| THE TASK |
Retype every one of the lines below word for word, changing nothing.

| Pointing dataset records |
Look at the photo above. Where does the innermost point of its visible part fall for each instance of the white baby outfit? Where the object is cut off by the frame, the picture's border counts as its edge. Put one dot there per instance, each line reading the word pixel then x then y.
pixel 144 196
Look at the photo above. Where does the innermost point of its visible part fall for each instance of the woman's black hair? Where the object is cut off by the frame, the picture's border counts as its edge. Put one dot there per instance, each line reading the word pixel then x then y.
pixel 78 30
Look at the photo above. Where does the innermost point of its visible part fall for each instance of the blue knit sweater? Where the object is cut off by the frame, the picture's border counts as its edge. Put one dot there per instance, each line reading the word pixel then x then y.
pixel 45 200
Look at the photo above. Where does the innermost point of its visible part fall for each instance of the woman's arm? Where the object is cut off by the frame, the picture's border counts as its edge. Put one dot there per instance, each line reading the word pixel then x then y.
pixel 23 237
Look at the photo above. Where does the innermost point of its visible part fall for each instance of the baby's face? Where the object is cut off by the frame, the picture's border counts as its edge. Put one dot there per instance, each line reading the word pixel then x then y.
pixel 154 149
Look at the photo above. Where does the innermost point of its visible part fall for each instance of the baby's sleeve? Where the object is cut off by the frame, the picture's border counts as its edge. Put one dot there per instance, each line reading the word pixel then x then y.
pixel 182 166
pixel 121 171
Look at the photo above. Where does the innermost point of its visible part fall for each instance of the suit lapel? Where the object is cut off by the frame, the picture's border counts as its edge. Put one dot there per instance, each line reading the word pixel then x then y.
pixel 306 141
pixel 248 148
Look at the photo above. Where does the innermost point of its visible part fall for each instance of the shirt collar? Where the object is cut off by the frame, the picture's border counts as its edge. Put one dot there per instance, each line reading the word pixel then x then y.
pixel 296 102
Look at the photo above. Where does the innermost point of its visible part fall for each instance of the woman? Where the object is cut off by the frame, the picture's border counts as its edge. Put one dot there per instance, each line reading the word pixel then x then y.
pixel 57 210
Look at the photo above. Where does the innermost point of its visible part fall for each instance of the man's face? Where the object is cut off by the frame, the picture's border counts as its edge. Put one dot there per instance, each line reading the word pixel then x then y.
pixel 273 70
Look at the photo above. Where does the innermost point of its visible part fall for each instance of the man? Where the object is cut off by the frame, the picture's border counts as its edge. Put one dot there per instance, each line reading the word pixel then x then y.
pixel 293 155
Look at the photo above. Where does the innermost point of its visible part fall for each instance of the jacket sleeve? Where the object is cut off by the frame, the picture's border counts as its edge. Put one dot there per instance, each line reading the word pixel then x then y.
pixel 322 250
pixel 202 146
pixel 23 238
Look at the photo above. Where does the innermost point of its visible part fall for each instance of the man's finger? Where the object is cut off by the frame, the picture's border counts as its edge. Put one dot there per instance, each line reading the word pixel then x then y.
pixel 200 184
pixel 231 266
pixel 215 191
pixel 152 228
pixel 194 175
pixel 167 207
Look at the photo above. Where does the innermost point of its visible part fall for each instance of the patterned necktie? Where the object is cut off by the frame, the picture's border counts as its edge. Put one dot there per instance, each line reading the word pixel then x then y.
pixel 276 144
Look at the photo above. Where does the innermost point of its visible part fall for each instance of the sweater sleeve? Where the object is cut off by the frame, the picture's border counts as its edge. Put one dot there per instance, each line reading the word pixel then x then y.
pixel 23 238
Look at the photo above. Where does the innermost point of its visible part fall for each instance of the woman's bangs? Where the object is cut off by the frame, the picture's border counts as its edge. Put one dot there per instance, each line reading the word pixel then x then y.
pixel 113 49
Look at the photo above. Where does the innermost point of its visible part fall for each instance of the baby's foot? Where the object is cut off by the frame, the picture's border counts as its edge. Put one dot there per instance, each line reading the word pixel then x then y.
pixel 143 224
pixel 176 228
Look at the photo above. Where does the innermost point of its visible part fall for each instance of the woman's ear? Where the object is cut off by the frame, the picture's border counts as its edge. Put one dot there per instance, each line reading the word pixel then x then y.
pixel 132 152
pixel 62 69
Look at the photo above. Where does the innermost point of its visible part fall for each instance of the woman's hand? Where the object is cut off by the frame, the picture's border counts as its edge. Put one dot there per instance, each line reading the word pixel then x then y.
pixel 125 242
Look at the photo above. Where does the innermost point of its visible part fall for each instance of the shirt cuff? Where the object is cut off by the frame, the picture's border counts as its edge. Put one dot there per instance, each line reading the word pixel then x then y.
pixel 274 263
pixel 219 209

| CORRECT RESPONSE |
Look at the photo above. Where does the innermost point of its visible part fall for each instance of the white baby outfit? Where the object is cut off by the frame, the picture's border counts as its edge. Put one dot there per instance, each line reading the word pixel then x then y.
pixel 144 196
Look at the photo above. Where does the innermost point of its visible part fall for each instance of the woman's black hair? Where the object is cut off by the frame, the picture's border counts as its edge. Put one dot there per instance, each line reading the word pixel then x then y.
pixel 78 30
Look at the photo above. Where does the innermost point of its visible part fall for each instance of the blue knit sweater? Where the object is cut off by the frame, the picture's border counts as its edge. Put one dot there per instance, each line reading the word pixel then x then y.
pixel 45 200
Look at the photo above. Where does the innermost point of its visible part fall for each instance of the woman's arm? Where the object is cut off by the frame, the picture's border counts as its edge. Put one dot there per instance, each line reading the word pixel then x then y.
pixel 23 237
Look at the photo above. Where does the innermost point of its visible part fall for each instance of the baby's face? Where the object is cut off by the frame, the picture's border counts as its edge. Put one dot there per instance, each line reading the word pixel then x then y.
pixel 154 149
Look at the photo above. Where does the innermost point of its visible part fall for each instance of the baby's sleeve? Where the object is cut off by the frame, the picture's border counts as its edge. Put one dot there per instance, each line reading the word pixel then x then y.
pixel 182 166
pixel 121 171
Look at the photo above. Where does the innermost point of its visible part fall for each instance of the suit lapel? Where the object is cut off by the frame, the picture's border counts as its edge. Put one dot there per instance, each line reading the word pixel then x then y.
pixel 306 141
pixel 248 148
Look at the photo above. Where does the innermost point of its visible part fall for each instance of the shirt collar? Where the object is cut off by the frame, the picture's border counts as its edge. Put one dot there per instance, each line reading the word pixel then x then y.
pixel 296 102
Look at the photo above. Where does the innermost point of its visible part fall for each instance of the woman? Where the object is cut off by the frame, the picture's border counts as its edge. Put one dot there per instance, each line reading the word pixel then x then y.
pixel 57 210
Look at the photo above. Where does the innermost point of its visible part fall for each instance of the man's face? Where the object is cut off by the frame, the picture's border counts as its edge. Put one dot there per instance, each line reading the word pixel then x then y.
pixel 273 70
Look at the photo above. Where does the innermost point of its visible part fall for each instance of the man? Where the object is cut off by the frame, the picture's border counts as its edge. Put one dot there per instance, each line reading the word pixel then x then y.
pixel 293 155
Look at the photo above. Where does the innermost point of its visible part fall for each instance of the jacket sleeve? Where the object is cut off by the frame, the picture's border counts as its edge. Put one dot there per instance, each line reading the word pixel then x then y.
pixel 322 250
pixel 202 146
pixel 23 238
Look at the photo above. Where does the innermost point of its visible part fall for each instance of the man's finger? Where the object is cut off by the frame, the picture's border counts as its edge. Put one dot there per instance, each line reading the word pixel then x then y.
pixel 200 184
pixel 231 266
pixel 215 191
pixel 152 228
pixel 194 175
pixel 167 207
Look at the photo above. Where does the innermost point of its visible part fall for each instance of the patterned necktie? Where the object is cut off by the frame, the picture's border counts as its edge. Put one dot there per instance, each line reading the word pixel then x then y.
pixel 276 144
Look at the photo above. Where does the innermost point of its visible part fall for each instance of the sweater sleeve? Where the object is cut off by the frame, the picture's border counts as its edge. Put one dot there per instance, each line reading the word pixel then x then y.
pixel 23 238
Look at the photo above. Where does the innermost point of its visible part fall for each instance of the woman's bangs? Where the object is cut off by the frame, the picture's border counts as its edge. Put one dot there per instance, each line reading the word pixel then x then y.
pixel 113 49
Look at the photo above. Where does the innermost point of its visible part fall for each instance of the baby's foot? Where the object is cut off by the frame, the picture's border counts as its edge. Put one dot there per instance, each line reading the word pixel then x then y.
pixel 143 224
pixel 176 228
Look at the photo above. Where does the innermost point of its visible part fall for each instance of the woman's ear? Where the object is cut off by the frame, the picture's border counts as its edge. Put one dot there per instance, each line reading the word pixel then x then y.
pixel 132 152
pixel 62 69
Look at the photo above. Where does the innermost point of its visible part fall for each instance of the woman's hand? Where the object is cut off by the frame, the picture's border counts as its edge. Put one dot there per instance, each line reading the word pixel then x then y.
pixel 125 242
Look at the photo above. Where does the innermost point of its visible part fall for each instance of the shirt cuff? Where the object is cut off by the frame, the picture's border counts as its edge. Put one dot there per instance, each line reading the word pixel then x then y.
pixel 274 263
pixel 219 209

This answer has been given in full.